(Boundary annotation rows)
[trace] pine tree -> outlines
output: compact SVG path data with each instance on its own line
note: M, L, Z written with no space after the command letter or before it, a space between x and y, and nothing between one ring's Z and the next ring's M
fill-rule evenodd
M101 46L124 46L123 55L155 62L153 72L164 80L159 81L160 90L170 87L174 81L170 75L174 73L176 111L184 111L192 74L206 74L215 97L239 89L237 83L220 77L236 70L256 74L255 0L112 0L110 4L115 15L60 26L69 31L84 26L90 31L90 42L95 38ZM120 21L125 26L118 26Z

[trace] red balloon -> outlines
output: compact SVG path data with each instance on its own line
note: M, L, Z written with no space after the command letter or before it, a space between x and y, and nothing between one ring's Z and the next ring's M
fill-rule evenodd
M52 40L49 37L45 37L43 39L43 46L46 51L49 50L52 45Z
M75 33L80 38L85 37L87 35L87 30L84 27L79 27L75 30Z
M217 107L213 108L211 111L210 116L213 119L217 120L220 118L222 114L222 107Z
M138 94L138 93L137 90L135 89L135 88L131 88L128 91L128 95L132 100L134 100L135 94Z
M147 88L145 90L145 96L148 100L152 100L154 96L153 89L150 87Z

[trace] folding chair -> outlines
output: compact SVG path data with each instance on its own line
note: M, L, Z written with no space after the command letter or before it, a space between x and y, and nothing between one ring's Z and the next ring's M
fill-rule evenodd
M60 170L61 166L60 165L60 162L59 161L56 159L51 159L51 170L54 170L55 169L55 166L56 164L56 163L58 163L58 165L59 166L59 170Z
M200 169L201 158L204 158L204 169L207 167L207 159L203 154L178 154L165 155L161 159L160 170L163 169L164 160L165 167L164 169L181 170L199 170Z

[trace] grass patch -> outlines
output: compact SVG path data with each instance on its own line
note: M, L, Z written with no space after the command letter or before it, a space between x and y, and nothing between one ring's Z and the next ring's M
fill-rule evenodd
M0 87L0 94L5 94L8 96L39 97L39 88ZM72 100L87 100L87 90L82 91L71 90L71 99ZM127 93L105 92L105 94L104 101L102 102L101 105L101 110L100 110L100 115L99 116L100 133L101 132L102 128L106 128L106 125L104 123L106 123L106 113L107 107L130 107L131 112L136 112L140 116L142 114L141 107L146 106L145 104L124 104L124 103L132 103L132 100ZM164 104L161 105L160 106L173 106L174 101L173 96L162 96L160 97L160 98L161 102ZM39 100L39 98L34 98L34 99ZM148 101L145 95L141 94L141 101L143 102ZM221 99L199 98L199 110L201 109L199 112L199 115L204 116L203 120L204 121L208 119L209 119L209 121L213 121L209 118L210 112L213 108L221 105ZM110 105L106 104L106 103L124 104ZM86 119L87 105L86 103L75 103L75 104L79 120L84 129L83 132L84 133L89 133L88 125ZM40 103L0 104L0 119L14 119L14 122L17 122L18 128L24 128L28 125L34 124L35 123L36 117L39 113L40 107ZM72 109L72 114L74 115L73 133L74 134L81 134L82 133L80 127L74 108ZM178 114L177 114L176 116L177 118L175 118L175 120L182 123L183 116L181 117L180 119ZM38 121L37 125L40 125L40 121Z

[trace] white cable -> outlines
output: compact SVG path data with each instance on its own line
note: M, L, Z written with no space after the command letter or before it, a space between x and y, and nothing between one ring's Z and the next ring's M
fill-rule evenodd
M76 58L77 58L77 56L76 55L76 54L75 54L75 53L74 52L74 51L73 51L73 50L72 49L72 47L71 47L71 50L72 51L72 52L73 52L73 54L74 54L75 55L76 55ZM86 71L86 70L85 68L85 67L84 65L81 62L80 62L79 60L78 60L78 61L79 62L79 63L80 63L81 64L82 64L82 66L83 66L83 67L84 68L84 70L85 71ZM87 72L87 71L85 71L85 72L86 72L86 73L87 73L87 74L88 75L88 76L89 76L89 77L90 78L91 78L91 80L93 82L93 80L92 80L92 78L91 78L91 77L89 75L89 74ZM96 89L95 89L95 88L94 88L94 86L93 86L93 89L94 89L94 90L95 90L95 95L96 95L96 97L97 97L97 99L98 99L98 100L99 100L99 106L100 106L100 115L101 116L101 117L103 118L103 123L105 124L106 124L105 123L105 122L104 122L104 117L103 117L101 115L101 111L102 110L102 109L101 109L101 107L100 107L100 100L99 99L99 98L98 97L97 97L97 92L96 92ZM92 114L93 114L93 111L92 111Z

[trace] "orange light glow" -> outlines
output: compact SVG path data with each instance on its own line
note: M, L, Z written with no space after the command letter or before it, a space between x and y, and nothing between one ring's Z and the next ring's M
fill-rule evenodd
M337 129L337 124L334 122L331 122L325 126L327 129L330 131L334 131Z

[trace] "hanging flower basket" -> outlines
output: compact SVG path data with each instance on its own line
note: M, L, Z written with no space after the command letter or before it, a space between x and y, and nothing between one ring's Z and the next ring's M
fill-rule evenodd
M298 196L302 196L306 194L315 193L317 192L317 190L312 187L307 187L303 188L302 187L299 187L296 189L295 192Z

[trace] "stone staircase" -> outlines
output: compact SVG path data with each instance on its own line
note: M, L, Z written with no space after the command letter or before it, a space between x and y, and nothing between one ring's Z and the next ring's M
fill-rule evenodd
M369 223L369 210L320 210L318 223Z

### Set exercise
Could you write out all the rows above again, swapping every "outlines" for "polygons" and leaving everything else unchanged?

### The result
[trace] pine tree -> polygons
output: compact SVG path data with each instance on its own line
note: M, L, Z written with no space after the command letter or before it, a space between x and y, and nothing between one ring's Z and the next ring's M
fill-rule evenodd
M101 46L124 46L123 55L155 62L153 72L164 80L159 81L160 90L170 87L174 81L170 75L174 73L176 111L184 111L192 74L206 74L215 97L239 89L237 83L220 77L236 70L256 74L255 0L112 0L110 4L115 15L60 26L69 31L84 26L90 31L90 42L95 38ZM120 21L125 26L118 26Z

[trace] red balloon -> polygons
output: compact SVG path data with each instance on its own line
note: M, L, Z written with no space after the command letter or before it, a space between x and y, and nothing between one ring's Z and the next ring's M
fill-rule evenodd
M52 40L49 37L45 37L43 39L43 46L46 51L49 50L52 45Z
M75 33L80 38L85 37L87 35L87 30L84 27L79 27L75 30Z
M217 107L213 108L211 111L210 116L213 119L217 120L220 118L222 114L222 107Z
M138 94L138 93L137 90L135 89L135 88L131 88L128 91L128 95L132 100L134 100L135 94Z
M147 88L145 90L145 96L148 100L152 100L154 96L153 89L150 87Z

[trace] folding chair -> polygons
output: compact SVG path data with each instance on its own line
note: M, L, Z written with no space after the command letter or before it, a space between x and y, and nothing between one ring's Z and the next ring's M
fill-rule evenodd
M60 170L61 166L60 165L60 162L59 161L56 159L51 159L51 170L54 170L55 169L55 166L56 164L56 163L58 163L58 165L59 166L59 170Z
M200 169L201 158L204 158L204 169L207 167L207 159L203 154L178 154L165 155L161 159L160 170L163 169L164 160L165 167L164 169L181 170L199 170Z

[trace] grass patch -> polygons
output: compact SVG path data with each instance on its own line
note: M, L, Z written with no space after the command letter or before it, a space between x and y, and nothing between one ring's Z and the next ring's M
fill-rule evenodd
M0 87L0 94L5 94L8 96L39 97L39 88ZM72 100L87 100L87 90L82 91L71 90L71 99ZM127 93L105 92L105 94L104 101L102 102L101 105L101 110L100 110L100 115L99 116L100 133L101 132L102 128L106 128L106 125L104 123L106 123L106 113L107 107L130 107L131 112L136 112L140 116L142 114L141 107L146 106L145 104L124 104L124 103L132 103L132 100ZM164 104L161 105L160 106L173 106L174 101L173 96L162 96L160 97L160 98L161 102ZM39 100L39 98L34 98L34 99ZM148 101L145 95L141 94L141 101L143 102ZM221 99L199 98L199 110L201 109L199 112L199 115L204 116L203 120L204 121L208 119L209 119L209 121L213 121L209 118L210 112L213 108L221 105ZM110 105L106 104L106 103L124 104ZM86 119L87 105L86 103L75 103L75 104L79 120L84 129L83 132L84 133L89 133L88 125ZM40 103L0 104L0 119L14 119L14 122L17 122L18 128L24 128L28 125L34 124L35 123L36 117L39 113L40 107ZM72 109L72 114L74 115L73 133L74 134L81 134L82 133L80 127L74 108ZM178 114L177 114L176 116L177 118L175 118L175 120L182 123L183 116L181 117L180 119ZM38 121L37 125L40 125L40 121Z

[trace] white cable -> polygons
output: compact SVG path data with each instance on its own line
note: M, L, Z written with no space after the command letter or before it, a space between x and y, and nothing between one ring's Z and the next ring's M
fill-rule evenodd
M76 58L77 58L77 56L76 55L76 54L75 54L75 53L74 52L74 51L73 51L73 50L72 49L72 47L71 47L71 50L72 51L72 52L73 52L73 54L74 54L75 55L76 55ZM86 71L86 70L85 68L85 67L84 65L81 62L80 62L79 60L78 60L78 61L79 62L79 63L80 63L81 64L82 64L82 66L83 66L83 67L84 68L84 70L85 71ZM87 72L87 71L85 71L85 72L86 72L86 73L87 73L87 74L88 75L88 76L89 76L89 77L90 78L91 78L91 80L93 82L93 80L92 80L92 78L91 78L91 77L89 75L89 74ZM96 89L95 89L95 88L94 88L94 86L93 86L93 89L94 89L94 90L95 90L95 95L96 95L96 97L97 97L97 99L98 99L98 100L99 100L99 106L100 106L100 115L101 116L101 117L103 118L103 123L105 124L106 124L105 123L105 122L104 122L104 117L103 117L101 115L101 111L102 110L102 109L101 109L101 107L100 107L100 100L99 99L99 98L98 97L97 97L97 92L96 92ZM92 114L93 114L93 111L92 111Z

[trace] "orange light glow" -> polygons
output: compact SVG path data with each instance on its own line
note: M, L, Z written with no space after the command letter or before it, a space between x and y, and nothing between one ring's Z and the next ring's M
fill-rule evenodd
M337 129L337 124L334 122L331 122L325 126L327 129L330 131L334 131Z

[trace] "hanging flower basket" -> polygons
output: compact SVG path data with each instance on its own line
note: M, L, Z written with no space after the command letter or before it, a space between x and y, and nothing between one ring's Z and the next ring's M
fill-rule evenodd
M298 196L302 196L306 194L315 193L317 192L317 190L312 187L307 187L303 188L302 187L299 187L296 189L295 192Z

[trace] "stone staircase" -> polygons
output: compact SVG path data with each instance on its own line
note: M, L, Z written with no space after the command letter or before it, a space between x and y, and nothing between one ring's Z and the next ring's M
fill-rule evenodd
M369 223L369 210L320 210L318 223Z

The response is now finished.